__AIM OF THE EXERCISE__. Count the lines below that contain the word "flower". Give only the number.

+ + + + + + +

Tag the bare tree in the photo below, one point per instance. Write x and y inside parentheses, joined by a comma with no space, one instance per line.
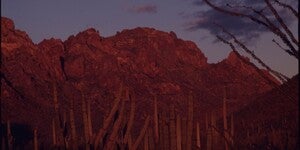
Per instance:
(273,23)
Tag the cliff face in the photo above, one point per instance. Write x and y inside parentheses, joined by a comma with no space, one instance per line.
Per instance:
(148,61)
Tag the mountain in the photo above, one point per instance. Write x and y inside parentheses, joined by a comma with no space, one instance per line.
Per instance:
(146,61)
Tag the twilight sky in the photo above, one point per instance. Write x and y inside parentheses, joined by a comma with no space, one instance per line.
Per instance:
(189,19)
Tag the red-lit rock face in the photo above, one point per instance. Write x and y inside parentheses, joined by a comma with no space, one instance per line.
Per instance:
(148,61)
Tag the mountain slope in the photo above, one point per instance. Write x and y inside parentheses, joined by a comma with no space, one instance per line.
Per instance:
(149,62)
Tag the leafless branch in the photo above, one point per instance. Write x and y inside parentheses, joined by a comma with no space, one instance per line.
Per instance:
(288,7)
(268,80)
(282,77)
(283,25)
(267,24)
(287,50)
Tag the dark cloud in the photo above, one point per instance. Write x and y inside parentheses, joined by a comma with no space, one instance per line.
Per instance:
(147,8)
(243,28)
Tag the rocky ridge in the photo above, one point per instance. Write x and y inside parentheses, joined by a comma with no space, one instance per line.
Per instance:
(147,61)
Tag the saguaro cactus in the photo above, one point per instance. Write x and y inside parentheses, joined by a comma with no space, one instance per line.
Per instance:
(9,136)
(53,132)
(35,140)
(108,120)
(208,132)
(85,121)
(184,132)
(172,128)
(198,144)
(115,129)
(142,134)
(155,118)
(58,120)
(178,132)
(225,120)
(232,129)
(131,118)
(190,122)
(72,126)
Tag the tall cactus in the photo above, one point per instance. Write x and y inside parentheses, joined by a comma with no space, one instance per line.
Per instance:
(232,129)
(178,132)
(225,120)
(54,142)
(35,140)
(198,142)
(190,122)
(208,132)
(108,120)
(146,140)
(89,119)
(214,134)
(166,138)
(184,132)
(58,120)
(9,136)
(172,127)
(155,118)
(85,122)
(131,118)
(73,126)
(111,142)
(142,134)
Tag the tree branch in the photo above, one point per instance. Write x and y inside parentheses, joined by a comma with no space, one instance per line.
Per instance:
(282,77)
(269,81)
(283,25)
(288,7)
(275,30)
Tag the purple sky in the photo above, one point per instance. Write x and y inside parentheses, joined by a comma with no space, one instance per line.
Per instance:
(187,18)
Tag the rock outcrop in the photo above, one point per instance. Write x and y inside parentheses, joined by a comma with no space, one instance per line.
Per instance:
(147,61)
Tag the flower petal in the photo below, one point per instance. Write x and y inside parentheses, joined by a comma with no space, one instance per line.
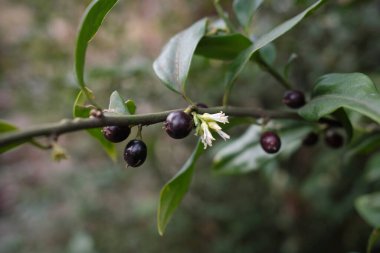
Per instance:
(219,117)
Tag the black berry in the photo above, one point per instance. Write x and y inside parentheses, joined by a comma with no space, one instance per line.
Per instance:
(294,99)
(178,124)
(201,105)
(116,133)
(135,153)
(333,138)
(270,142)
(310,139)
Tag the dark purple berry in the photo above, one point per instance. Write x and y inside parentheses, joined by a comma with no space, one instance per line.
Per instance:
(333,138)
(270,142)
(135,153)
(116,133)
(310,139)
(294,99)
(178,124)
(201,105)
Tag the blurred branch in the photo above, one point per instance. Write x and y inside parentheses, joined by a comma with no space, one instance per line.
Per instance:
(77,124)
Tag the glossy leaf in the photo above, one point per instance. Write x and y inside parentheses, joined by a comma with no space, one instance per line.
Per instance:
(222,47)
(173,192)
(6,127)
(368,207)
(242,59)
(245,153)
(268,53)
(343,118)
(91,21)
(80,110)
(173,64)
(244,10)
(372,169)
(374,239)
(349,91)
(364,144)
(117,104)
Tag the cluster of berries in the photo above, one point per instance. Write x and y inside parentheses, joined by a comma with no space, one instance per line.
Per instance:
(178,125)
(271,142)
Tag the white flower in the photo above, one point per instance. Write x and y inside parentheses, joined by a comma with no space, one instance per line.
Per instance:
(206,122)
(219,117)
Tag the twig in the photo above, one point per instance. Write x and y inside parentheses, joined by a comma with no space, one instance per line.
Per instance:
(77,124)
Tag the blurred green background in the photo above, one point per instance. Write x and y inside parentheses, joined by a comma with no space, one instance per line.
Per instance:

+ + + + + + +

__SOLUTION FOR THIS PROBLEM__. 2